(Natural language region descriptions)

* * * * * * * * *

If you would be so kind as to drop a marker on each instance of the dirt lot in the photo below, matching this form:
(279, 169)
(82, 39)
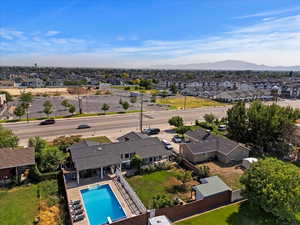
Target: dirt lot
(229, 174)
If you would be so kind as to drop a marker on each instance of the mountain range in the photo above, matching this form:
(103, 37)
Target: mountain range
(227, 65)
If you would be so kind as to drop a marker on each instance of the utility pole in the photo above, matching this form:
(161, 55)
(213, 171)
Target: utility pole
(141, 114)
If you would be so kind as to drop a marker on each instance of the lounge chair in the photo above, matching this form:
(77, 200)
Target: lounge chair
(78, 218)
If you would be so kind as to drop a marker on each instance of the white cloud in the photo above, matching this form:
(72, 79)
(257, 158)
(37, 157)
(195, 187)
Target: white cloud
(51, 33)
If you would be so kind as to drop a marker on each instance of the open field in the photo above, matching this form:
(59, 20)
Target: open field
(158, 183)
(191, 102)
(237, 214)
(37, 91)
(229, 174)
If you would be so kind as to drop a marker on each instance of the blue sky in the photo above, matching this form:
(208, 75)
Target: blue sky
(141, 33)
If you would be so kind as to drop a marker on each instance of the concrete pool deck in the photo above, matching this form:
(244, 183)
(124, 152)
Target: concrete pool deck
(73, 194)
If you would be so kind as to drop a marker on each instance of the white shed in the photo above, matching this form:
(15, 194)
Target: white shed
(159, 220)
(248, 161)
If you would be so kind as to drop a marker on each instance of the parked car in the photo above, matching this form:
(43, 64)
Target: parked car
(222, 127)
(83, 126)
(177, 139)
(151, 131)
(47, 122)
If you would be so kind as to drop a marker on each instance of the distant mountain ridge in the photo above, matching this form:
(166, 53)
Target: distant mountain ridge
(228, 65)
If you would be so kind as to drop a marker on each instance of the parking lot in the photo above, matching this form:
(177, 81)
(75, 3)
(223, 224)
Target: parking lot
(90, 104)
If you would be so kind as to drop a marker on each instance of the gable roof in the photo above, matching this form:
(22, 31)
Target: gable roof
(10, 158)
(202, 141)
(211, 186)
(132, 136)
(95, 156)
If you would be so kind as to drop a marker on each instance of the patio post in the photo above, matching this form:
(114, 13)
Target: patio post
(77, 176)
(101, 173)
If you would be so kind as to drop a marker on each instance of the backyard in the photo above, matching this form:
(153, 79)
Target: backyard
(22, 205)
(229, 174)
(159, 183)
(237, 214)
(191, 102)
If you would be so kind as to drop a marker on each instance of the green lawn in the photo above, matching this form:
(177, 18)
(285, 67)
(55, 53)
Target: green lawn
(149, 185)
(231, 215)
(191, 102)
(19, 206)
(101, 139)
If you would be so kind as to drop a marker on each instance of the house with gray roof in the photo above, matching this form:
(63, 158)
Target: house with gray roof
(210, 186)
(204, 146)
(91, 158)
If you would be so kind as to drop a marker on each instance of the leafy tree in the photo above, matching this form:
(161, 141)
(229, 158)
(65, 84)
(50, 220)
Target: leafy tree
(51, 158)
(64, 142)
(136, 162)
(273, 186)
(7, 138)
(133, 99)
(182, 130)
(105, 107)
(174, 89)
(72, 109)
(209, 118)
(26, 98)
(8, 96)
(19, 111)
(161, 201)
(125, 105)
(48, 107)
(176, 121)
(65, 103)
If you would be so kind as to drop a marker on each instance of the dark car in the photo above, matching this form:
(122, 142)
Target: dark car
(152, 131)
(47, 122)
(83, 126)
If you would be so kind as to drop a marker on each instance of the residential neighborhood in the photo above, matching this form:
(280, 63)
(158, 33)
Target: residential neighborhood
(150, 112)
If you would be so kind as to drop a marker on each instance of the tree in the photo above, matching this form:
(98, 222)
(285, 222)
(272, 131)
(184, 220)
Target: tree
(64, 142)
(51, 158)
(273, 185)
(19, 111)
(105, 107)
(65, 103)
(48, 108)
(182, 130)
(8, 96)
(72, 109)
(26, 98)
(174, 89)
(161, 201)
(209, 118)
(125, 105)
(7, 138)
(176, 121)
(133, 99)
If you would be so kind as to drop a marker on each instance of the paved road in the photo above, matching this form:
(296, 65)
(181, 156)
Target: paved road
(107, 125)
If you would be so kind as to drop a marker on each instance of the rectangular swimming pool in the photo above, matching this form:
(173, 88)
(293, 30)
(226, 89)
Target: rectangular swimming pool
(100, 203)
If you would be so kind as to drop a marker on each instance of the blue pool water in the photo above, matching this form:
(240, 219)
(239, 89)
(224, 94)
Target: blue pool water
(100, 203)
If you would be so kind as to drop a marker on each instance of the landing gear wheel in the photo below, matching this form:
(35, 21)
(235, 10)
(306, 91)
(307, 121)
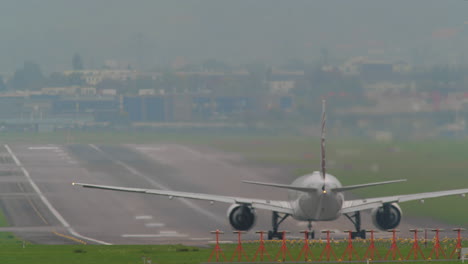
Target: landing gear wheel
(356, 220)
(311, 232)
(276, 221)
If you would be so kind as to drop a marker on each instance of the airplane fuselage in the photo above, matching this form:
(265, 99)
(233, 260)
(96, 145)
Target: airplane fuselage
(319, 205)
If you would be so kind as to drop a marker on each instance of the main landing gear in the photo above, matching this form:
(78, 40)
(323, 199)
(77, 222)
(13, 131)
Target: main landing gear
(276, 220)
(355, 218)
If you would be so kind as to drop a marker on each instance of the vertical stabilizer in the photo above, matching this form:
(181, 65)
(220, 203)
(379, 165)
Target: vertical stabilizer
(322, 143)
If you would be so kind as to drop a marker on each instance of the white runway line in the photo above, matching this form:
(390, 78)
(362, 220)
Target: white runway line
(43, 148)
(190, 204)
(155, 225)
(143, 217)
(164, 234)
(48, 204)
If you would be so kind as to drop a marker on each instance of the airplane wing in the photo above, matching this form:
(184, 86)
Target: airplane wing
(365, 204)
(277, 206)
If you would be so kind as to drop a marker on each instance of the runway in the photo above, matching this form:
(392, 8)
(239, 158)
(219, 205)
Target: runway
(43, 207)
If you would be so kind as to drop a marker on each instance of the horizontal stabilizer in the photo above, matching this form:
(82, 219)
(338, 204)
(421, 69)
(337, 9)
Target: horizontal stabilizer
(284, 186)
(358, 186)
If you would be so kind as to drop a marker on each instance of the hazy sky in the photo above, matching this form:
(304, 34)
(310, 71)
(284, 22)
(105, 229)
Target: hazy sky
(156, 32)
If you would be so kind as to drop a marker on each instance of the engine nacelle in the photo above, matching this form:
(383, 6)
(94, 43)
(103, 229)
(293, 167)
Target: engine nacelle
(387, 217)
(241, 217)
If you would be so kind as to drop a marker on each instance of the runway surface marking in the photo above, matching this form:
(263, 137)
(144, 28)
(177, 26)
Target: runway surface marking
(160, 186)
(200, 238)
(164, 234)
(48, 204)
(143, 217)
(43, 148)
(155, 224)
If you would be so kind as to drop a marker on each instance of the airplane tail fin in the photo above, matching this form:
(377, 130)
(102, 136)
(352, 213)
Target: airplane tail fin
(359, 186)
(322, 144)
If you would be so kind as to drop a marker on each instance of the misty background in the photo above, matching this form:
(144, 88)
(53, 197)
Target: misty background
(150, 34)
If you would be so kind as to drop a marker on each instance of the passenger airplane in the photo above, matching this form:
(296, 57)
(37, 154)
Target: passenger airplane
(313, 197)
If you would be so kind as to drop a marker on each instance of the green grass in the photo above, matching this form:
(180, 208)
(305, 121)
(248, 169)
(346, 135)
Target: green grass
(172, 254)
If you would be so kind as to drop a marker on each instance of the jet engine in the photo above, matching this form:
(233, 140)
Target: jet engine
(387, 216)
(241, 217)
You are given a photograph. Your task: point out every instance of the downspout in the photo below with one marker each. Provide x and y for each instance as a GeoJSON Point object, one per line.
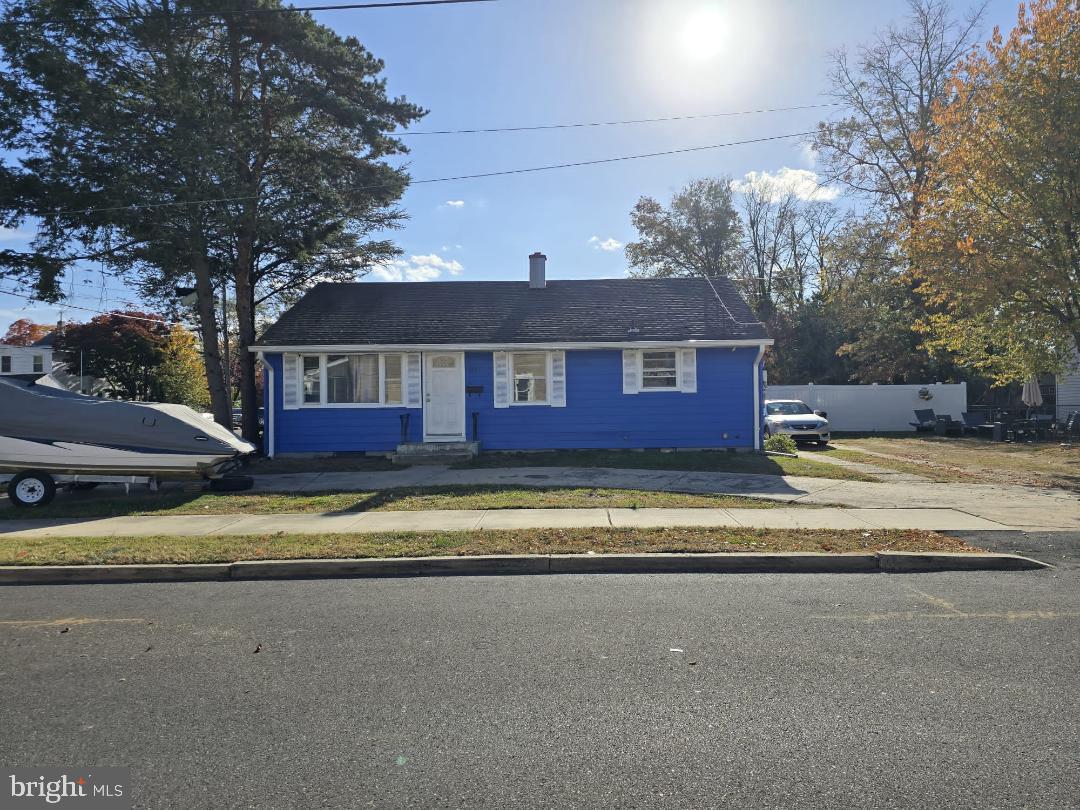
{"type": "Point", "coordinates": [268, 405]}
{"type": "Point", "coordinates": [757, 396]}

* * * * * * * * *

## [ACTIVITY]
When repeating the entries, leave out every picture and keep the rest exact.

## [ANSWER SPACE]
If you would be so kind as to drop a marker on each instance of the dirt lot in the photo below, matching this form:
(279, 169)
(82, 39)
Target: dirt lot
(229, 174)
If you would be so kind as to drop a marker on each instance of the mountain range in the photo above, matching this form:
(103, 37)
Target: mountain range
(227, 65)
If you would be so kind as to drop a marker on each instance of the utility pole in the photo above, matching this form:
(161, 55)
(213, 171)
Target: utility pole
(141, 114)
If you would be so kind as to drop a marker on each instance of the lounge chair in the photo above, matching this form:
(77, 200)
Target: lounge chair
(78, 218)
If you would be so kind as to drop a marker on each instance of the white cloud in the photo above, matching this form:
(72, 79)
(257, 158)
(37, 157)
(195, 187)
Target: white cloud
(51, 33)
If you would be so kind as to drop a marker on each instance of the open field in the photo above, matching this form:
(59, 20)
Target: open field
(158, 183)
(191, 102)
(237, 214)
(37, 91)
(229, 174)
If you would be so kind as to drop a marker on each instance of the blue sky in the photo above, matching this form:
(208, 75)
Target: blue sky
(141, 33)
If you would be so kind as to drop a marker on each instance of the concrete pool deck in the photo above, matching this form:
(244, 183)
(124, 152)
Target: concrete pool deck
(73, 194)
If you would be so kind as to drop a marker on each instance of the white shed in the photo above, matching this form:
(15, 194)
Target: white shed
(159, 220)
(248, 161)
If you would be so kind as to drop a marker on each instance of the parked car in the photo above, matching this form:
(43, 64)
Target: parked car
(222, 127)
(83, 126)
(177, 139)
(151, 131)
(47, 122)
If you would be so kind as to drop a marker on each instance of the distant mountain ridge in the photo above, matching this form:
(166, 53)
Target: distant mountain ridge
(228, 65)
If you would be so kind as to drop a marker on each instance of the parking lot in the photo above, matching this form:
(177, 81)
(75, 3)
(223, 224)
Target: parking lot
(90, 104)
If you would be so kind as to drop a marker on each instance of the gable roof in the photo above, matching this form:
(22, 31)
Target: gable roof
(10, 158)
(202, 141)
(211, 186)
(132, 136)
(95, 156)
If you would be so kind as to drop a marker on each instance of the patio post in the photo above, matching this form:
(114, 13)
Target: patio post
(77, 176)
(101, 173)
If you would be so kind as to drop a marker on each instance of the backyard in the photo above, matching this form:
(153, 79)
Target: backyard
(22, 205)
(229, 174)
(159, 183)
(237, 214)
(191, 102)
If you would be so kind as to drop a marker on each instance of the green lawn in the photo above, matching this form:
(177, 18)
(285, 67)
(55, 53)
Target: green lawn
(149, 185)
(231, 215)
(191, 102)
(19, 206)
(101, 139)
If you would be so kind as to drop a marker on each instance of the house with gray roof in the photo above, matching this form:
(63, 158)
Target: house with gray roof
(210, 186)
(204, 146)
(91, 158)
If you would be so kind as to drop a marker on each instance of the leafy tree in the photo above, matching this form:
(161, 141)
(229, 158)
(65, 84)
(50, 220)
Target: leafy tree
(51, 158)
(64, 142)
(136, 162)
(273, 186)
(7, 138)
(133, 99)
(182, 130)
(105, 107)
(174, 89)
(72, 109)
(209, 118)
(26, 98)
(8, 96)
(19, 111)
(161, 201)
(125, 105)
(48, 107)
(176, 121)
(65, 103)
If you would be so kind as to drop a marker on each instance of the dark car in the photo above, matching this form:
(122, 142)
Target: dark car
(152, 131)
(47, 122)
(83, 126)
If you would be so kind as to drop a marker on each instance of the residential neighborhood in the photo above, matching this form:
(280, 63)
(158, 33)
Target: residential neighborhood
(150, 112)
If you would be so kind as to drop a marker on each instance of the tree in the photo above, matching this form:
(98, 222)
(285, 222)
(272, 131)
(184, 220)
Target: tree
(64, 142)
(51, 158)
(273, 185)
(19, 111)
(105, 107)
(65, 103)
(48, 108)
(182, 130)
(8, 96)
(72, 109)
(26, 98)
(174, 89)
(161, 201)
(209, 118)
(125, 105)
(7, 138)
(176, 121)
(133, 99)
If you would be so kind as to drop a marker on each instance of the paved road in the photo above, matching this form:
(296, 65)
(181, 156)
Target: paved road
(107, 125)
If you would be so kind as to drop a marker on each instance of the rectangular swimming pool in the photo above, matching this form:
(173, 88)
(293, 30)
(226, 89)
Target: rectangular swimming pool
(100, 203)
If you would be so kind as to drop a marker on each instance of the blue pool water in the photo above, matching this form:
(240, 219)
(239, 89)
(224, 94)
Target: blue pool water
(100, 203)
If you would be so kind as to drop a marker on each instance of the landing gear wheel in the photo below, matching this form:
(35, 21)
(235, 10)
(306, 91)
(307, 121)
Target: landing gear wheel
(356, 220)
(311, 232)
(276, 221)
If you would be so kind as to drop a marker on each instance of the airplane fuselage in the photo above, matching this form:
(265, 99)
(233, 260)
(96, 145)
Target: airplane fuselage
(319, 205)
If you would be so kind as to drop a marker on each instance of the main landing gear in the photo above, matching this form:
(78, 40)
(323, 199)
(77, 222)
(13, 131)
Target: main landing gear
(276, 220)
(355, 218)
If you would be so kind as to drop a marker on each instance of the vertical stabilizer in the photo above, matching this form:
(181, 65)
(220, 203)
(379, 165)
Target: vertical stabilizer
(322, 143)
If you would be so kind as to drop a marker on each instance of the white runway line in the photo above, matching this form:
(390, 78)
(362, 220)
Target: white runway line
(43, 148)
(190, 204)
(155, 225)
(143, 217)
(164, 234)
(48, 204)
If you would be so kind as to drop a marker on each instance of the airplane wing in the photo above, matching this form:
(184, 86)
Target: airplane wing
(365, 204)
(277, 206)
If you would be so kind as to drop a marker on each instance of the runway in the photo above, matching this form:
(392, 8)
(239, 158)
(219, 205)
Target: runway
(43, 207)
If you would be so kind as to drop a marker on each instance of the horizontal stabilizer in the photo above, matching this form:
(82, 219)
(338, 204)
(421, 69)
(337, 9)
Target: horizontal stabilizer
(284, 186)
(358, 186)
If you would be so kind as to drop a marker on each instance of the hazy sky in the photo above, matching this form:
(304, 34)
(310, 71)
(284, 22)
(105, 229)
Target: hazy sky
(156, 32)
If you would be so kind as to drop a marker on each instance of the engine nacelle in the photo above, matching this form:
(383, 6)
(94, 43)
(103, 229)
(293, 167)
Target: engine nacelle
(387, 217)
(241, 217)
If you would be so kind as to drop a marker on each instance of the runway surface marking in the photo above, matching this form:
(263, 137)
(144, 28)
(177, 26)
Target: runway surface marking
(160, 186)
(200, 238)
(164, 234)
(48, 204)
(143, 217)
(43, 148)
(155, 224)
If you would be so kind as to drop a marker on each instance of the airplane tail fin in the photo above, matching this form:
(377, 130)
(102, 136)
(352, 213)
Target: airplane tail fin
(359, 186)
(322, 144)
If you would be so kind as to drop a marker on each instance of the misty background in the photo above, matching this form:
(144, 88)
(53, 197)
Target: misty background
(150, 34)
If you would be so kind as to drop a marker on each instance of the passenger airplane in the photo above, matching this form:
(296, 57)
(37, 154)
Target: passenger airplane
(313, 197)
If you would be so kind as to drop a marker on each instance of the green grass in the photo above, matching this form:
(180, 208)
(305, 121)
(248, 169)
(346, 135)
Target: green grass
(172, 254)
If you would be so kind as to drop a marker on each instance of the jet engine in the photo above, matching this form:
(233, 140)
Target: jet engine
(387, 216)
(241, 217)
You are given a photograph. Your task: point out every instance of the downspout in the photo below with one marker each. Provide x and y for each instance as a GeoJSON Point object, one per line.
{"type": "Point", "coordinates": [268, 405]}
{"type": "Point", "coordinates": [757, 396]}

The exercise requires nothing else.